Stated problem 1: Find every line in the rows below that contains the string "turquoise", and copy each of those lines.

President Bush on Wednesday will sign into law another landmark piece of tax legislation.  Here is a summary of how some of the bill's provisions will affect you:

Extend reduced capital gains and dividend rates

The bill extends for an additional two years the 15 percent rate on long-term capital gains and dividends. For low-income taxpayers, that rate will be 0 percent.

Currently scheduled to expire at the end of 2008, the reduced rates will run through 2010. After 2010, the rates are scheduled to revert to 20 percent for long-term capital gains - 10 percent for those in the lowest tax bracket - and one's top income tax rate for dividends.

Provide greater Alternative Minimum Tax relief

The bill increases for tax year 2006 the Alternative Minimum Tax (AMT) income exemption levels that were in effect for 2005. The new exemption levels will be $42,500 for single filers, up from $40,450, and $62,550 for joint filers, up from $58,000.

Records for the task:

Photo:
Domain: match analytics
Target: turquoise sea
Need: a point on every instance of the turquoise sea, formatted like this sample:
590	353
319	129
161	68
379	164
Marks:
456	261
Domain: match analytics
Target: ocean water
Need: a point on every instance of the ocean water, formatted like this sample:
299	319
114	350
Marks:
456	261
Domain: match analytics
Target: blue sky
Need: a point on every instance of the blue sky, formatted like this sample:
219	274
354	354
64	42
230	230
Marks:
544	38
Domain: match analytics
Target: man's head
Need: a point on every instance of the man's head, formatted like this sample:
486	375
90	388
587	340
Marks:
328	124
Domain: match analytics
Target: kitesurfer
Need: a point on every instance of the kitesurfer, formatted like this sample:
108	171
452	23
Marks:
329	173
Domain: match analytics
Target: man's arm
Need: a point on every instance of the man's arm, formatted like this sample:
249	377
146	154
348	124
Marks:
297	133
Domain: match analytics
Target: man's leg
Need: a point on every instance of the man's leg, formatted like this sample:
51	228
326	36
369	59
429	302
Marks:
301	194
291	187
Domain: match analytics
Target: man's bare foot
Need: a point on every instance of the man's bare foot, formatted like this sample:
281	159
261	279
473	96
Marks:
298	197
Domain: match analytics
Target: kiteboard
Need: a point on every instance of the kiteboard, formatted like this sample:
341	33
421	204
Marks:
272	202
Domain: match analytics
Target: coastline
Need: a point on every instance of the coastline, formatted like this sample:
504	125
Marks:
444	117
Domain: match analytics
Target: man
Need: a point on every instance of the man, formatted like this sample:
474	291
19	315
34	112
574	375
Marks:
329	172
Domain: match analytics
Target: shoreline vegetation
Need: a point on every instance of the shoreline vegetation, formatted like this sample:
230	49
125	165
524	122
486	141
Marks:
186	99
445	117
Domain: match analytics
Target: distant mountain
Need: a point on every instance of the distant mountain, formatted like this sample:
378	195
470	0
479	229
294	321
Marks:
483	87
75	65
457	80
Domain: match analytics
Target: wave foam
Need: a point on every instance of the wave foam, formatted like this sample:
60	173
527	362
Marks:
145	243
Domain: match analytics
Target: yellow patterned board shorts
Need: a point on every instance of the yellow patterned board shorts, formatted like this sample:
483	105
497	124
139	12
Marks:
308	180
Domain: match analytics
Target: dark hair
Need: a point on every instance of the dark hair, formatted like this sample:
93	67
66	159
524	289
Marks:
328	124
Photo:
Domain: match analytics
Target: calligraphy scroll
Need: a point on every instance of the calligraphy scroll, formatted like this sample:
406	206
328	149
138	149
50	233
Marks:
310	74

Stated problem 2: Resume the tax bill summary above, picking up after its last sentence.

Expected answer 1:
Target: turquoise sea
Need: a point on every instance of the turquoise sea, formatted like this sample:

Expected answer 2:
In addition, when calculating whether you’re subject to AMT, taxpayers will be allowed to use all nonrefundable personal credits to offset AMT liability. Normally, these credits often end up being disallowed under AMT.

The tax, originally intended for the wealthy, now threatens to catch tens of millions of middle-class taxpayers unless lawmakers continue to increase the AMT income exemption levels, since the original levels were never adjusted for inflation.

Increase Roth IRA Eligibility

In order to keep the final reconciliation package under its $70 billion spending limit, lawmakers needed to add revenue raisers into the bill.  The most controversial is one allowing all taxpayers, not just those with modified adjusted gross income of $100,000 or less, to convert their traditional IRAs to Roth IRAs starting in 2010.